» Yang Diharapkan:
Menurut teks sumber, berapa jam per minggu Croizon berlatih renang di kolam?

» Teks Sumber:
===============
Akibat
tersengat listrik 20 ribu volt saat memperbaiki antena televisi di rumahnya,
Philip Croizon harus rela kehilangan kedua kaki dan tangannya. Namun,kejadian
tersebut tidak membuatnya kehilangan semangat hidup. Terlepas dari segala keterbatasan
fisiknya, Croizon bertekad menunjukkan pada dunia bahwa ia masih dapat
melakukan hal-hal besar. Salah satunya, ia ingin berenang sepanjang 22 mil
melalui Terusan Inggris. Untuk itu, Croizon berlatih renang selama 30 jam per
minggu di sebuah kolam guna melatih otot dan staminanya. Selama latihan ia
terus didampingi oleh tim dokter khusus. “Ini
adalah mimpi saya, dan saya pasti akan berusaha keras untuk mewujudkannya” kata
Croizon seperti dilansir oleh surat khaba The Telegraph.
===============
» Data Mentah:
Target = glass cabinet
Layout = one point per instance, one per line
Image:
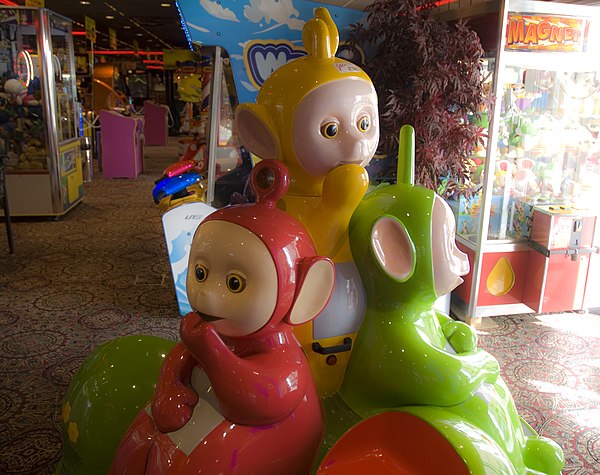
(39, 115)
(529, 228)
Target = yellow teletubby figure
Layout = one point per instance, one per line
(318, 115)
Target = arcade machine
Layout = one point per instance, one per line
(529, 231)
(39, 112)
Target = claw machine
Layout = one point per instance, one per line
(529, 230)
(39, 113)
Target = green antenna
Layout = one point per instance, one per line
(406, 156)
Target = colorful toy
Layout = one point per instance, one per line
(182, 166)
(237, 395)
(410, 358)
(318, 115)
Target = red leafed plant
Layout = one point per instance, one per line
(427, 74)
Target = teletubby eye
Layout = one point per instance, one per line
(201, 273)
(364, 123)
(329, 130)
(236, 283)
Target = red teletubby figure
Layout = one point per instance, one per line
(236, 396)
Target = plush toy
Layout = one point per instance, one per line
(236, 396)
(318, 115)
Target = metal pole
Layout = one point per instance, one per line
(50, 109)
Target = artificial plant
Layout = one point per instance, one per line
(428, 74)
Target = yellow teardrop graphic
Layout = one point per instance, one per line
(501, 278)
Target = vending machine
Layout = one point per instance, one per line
(529, 229)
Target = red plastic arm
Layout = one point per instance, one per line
(174, 399)
(259, 389)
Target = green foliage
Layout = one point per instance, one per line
(427, 74)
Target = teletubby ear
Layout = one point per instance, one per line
(316, 276)
(256, 131)
(393, 248)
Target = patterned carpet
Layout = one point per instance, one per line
(102, 271)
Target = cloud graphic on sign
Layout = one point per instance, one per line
(281, 12)
(218, 11)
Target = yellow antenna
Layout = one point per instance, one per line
(320, 35)
(334, 38)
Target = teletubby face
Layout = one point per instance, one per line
(232, 279)
(449, 262)
(336, 124)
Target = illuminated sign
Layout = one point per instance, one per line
(546, 33)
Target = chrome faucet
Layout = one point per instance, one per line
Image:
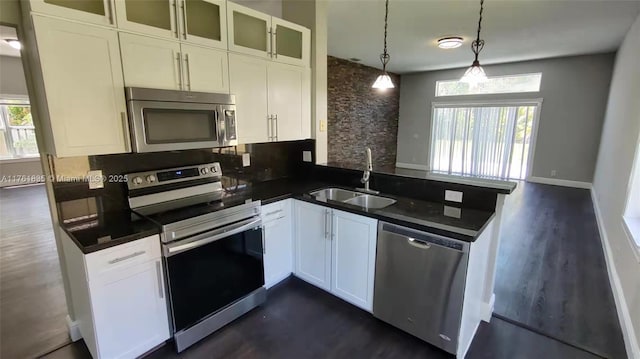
(367, 174)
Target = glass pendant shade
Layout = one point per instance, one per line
(474, 74)
(383, 82)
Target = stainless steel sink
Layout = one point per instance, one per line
(371, 201)
(354, 198)
(335, 194)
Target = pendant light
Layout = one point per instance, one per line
(475, 74)
(383, 81)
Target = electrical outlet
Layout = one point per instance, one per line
(306, 156)
(95, 179)
(453, 196)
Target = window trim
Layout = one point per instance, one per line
(493, 93)
(492, 103)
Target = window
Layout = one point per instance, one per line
(486, 140)
(17, 133)
(632, 212)
(494, 85)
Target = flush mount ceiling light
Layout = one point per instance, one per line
(450, 42)
(14, 43)
(383, 81)
(475, 74)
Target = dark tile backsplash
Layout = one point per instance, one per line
(269, 161)
(360, 116)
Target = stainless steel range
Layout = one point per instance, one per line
(212, 246)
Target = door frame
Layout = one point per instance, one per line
(487, 103)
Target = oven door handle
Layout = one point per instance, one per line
(208, 237)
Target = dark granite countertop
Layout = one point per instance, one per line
(96, 230)
(460, 223)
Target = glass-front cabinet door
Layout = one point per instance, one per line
(157, 17)
(203, 22)
(291, 42)
(249, 31)
(94, 11)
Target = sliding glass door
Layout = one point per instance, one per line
(488, 140)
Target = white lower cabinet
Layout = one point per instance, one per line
(335, 250)
(278, 241)
(118, 297)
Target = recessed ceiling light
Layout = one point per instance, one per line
(451, 42)
(14, 43)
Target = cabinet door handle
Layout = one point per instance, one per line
(183, 5)
(159, 276)
(264, 247)
(274, 50)
(128, 256)
(270, 42)
(175, 19)
(125, 131)
(275, 121)
(179, 61)
(188, 71)
(326, 223)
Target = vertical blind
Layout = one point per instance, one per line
(485, 141)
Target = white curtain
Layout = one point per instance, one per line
(485, 141)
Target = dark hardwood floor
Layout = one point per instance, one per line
(32, 302)
(302, 321)
(551, 273)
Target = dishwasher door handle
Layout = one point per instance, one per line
(418, 244)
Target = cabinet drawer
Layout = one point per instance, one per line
(124, 255)
(274, 211)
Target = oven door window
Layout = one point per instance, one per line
(179, 126)
(205, 279)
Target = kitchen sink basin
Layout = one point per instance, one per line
(370, 201)
(335, 194)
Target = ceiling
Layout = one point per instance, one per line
(7, 32)
(514, 30)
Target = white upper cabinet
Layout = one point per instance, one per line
(205, 70)
(254, 33)
(312, 240)
(203, 22)
(291, 42)
(150, 62)
(289, 102)
(99, 12)
(249, 31)
(156, 17)
(82, 78)
(248, 82)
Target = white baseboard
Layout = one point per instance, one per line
(487, 309)
(74, 329)
(412, 166)
(630, 339)
(559, 182)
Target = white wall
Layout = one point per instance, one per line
(620, 138)
(574, 90)
(12, 77)
(271, 7)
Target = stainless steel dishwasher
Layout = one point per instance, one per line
(419, 283)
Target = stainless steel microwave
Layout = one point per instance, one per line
(169, 120)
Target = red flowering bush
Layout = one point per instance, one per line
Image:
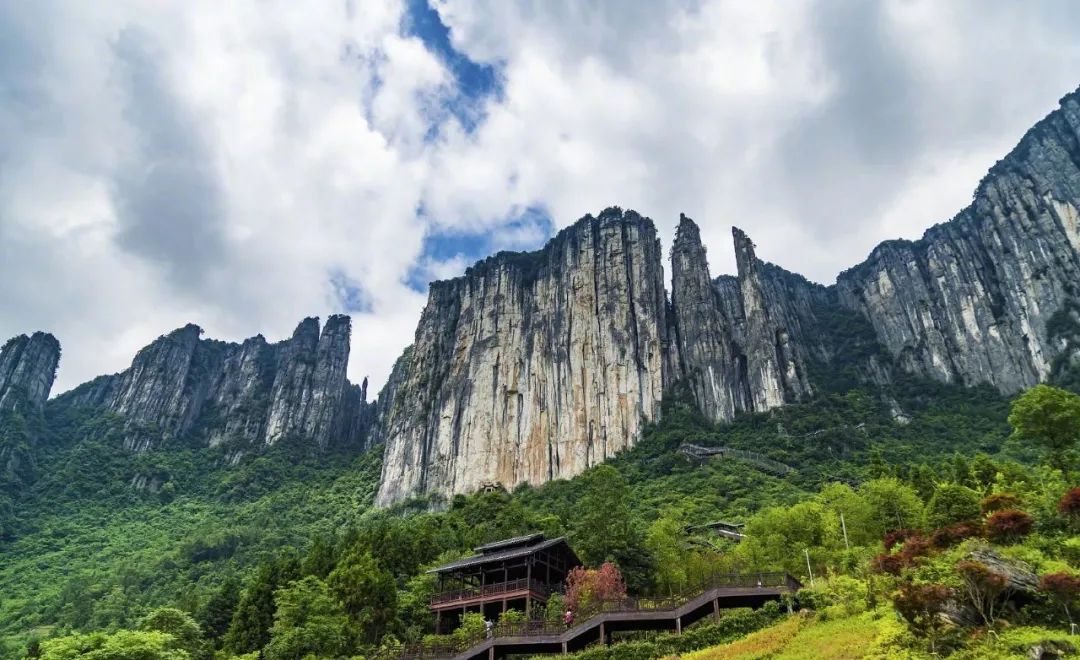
(1009, 526)
(1069, 504)
(891, 564)
(586, 588)
(998, 501)
(921, 606)
(895, 537)
(1063, 588)
(946, 537)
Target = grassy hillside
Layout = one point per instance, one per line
(104, 537)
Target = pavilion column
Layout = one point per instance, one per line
(528, 588)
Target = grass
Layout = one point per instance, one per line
(763, 644)
(807, 637)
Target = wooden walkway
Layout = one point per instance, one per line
(666, 614)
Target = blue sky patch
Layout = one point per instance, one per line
(525, 230)
(473, 81)
(349, 295)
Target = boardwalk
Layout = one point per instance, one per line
(664, 614)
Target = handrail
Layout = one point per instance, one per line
(542, 628)
(495, 588)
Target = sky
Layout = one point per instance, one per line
(242, 165)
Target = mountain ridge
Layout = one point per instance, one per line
(536, 365)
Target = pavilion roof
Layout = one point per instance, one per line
(518, 549)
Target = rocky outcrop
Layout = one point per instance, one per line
(243, 395)
(532, 366)
(744, 342)
(970, 302)
(27, 371)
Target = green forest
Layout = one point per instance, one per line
(949, 498)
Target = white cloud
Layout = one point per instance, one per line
(301, 139)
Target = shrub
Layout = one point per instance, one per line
(1008, 526)
(953, 503)
(946, 537)
(586, 588)
(921, 606)
(983, 587)
(1069, 504)
(914, 548)
(512, 616)
(1063, 588)
(895, 537)
(892, 564)
(998, 501)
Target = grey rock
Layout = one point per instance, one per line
(971, 300)
(27, 371)
(744, 342)
(532, 366)
(242, 395)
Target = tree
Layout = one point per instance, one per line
(585, 588)
(1069, 504)
(179, 624)
(998, 501)
(893, 504)
(121, 645)
(662, 540)
(984, 587)
(308, 621)
(606, 529)
(250, 629)
(217, 613)
(921, 606)
(953, 503)
(1049, 417)
(366, 590)
(1009, 525)
(1063, 588)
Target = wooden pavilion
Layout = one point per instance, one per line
(518, 573)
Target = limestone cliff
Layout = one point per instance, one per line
(971, 301)
(242, 394)
(532, 366)
(27, 371)
(744, 342)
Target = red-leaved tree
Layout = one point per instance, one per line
(998, 501)
(921, 606)
(1069, 504)
(1009, 525)
(948, 536)
(1063, 588)
(585, 588)
(895, 537)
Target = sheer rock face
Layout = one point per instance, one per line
(743, 341)
(243, 394)
(532, 366)
(27, 371)
(970, 301)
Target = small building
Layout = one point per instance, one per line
(520, 574)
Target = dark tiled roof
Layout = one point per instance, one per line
(501, 555)
(517, 540)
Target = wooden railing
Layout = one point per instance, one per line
(629, 604)
(491, 590)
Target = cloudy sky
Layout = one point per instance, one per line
(244, 164)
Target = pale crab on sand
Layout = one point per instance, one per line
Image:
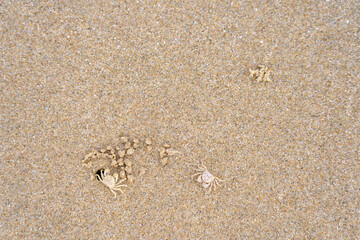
===============
» Keluaran Diharapkan:
30 jam per minggu.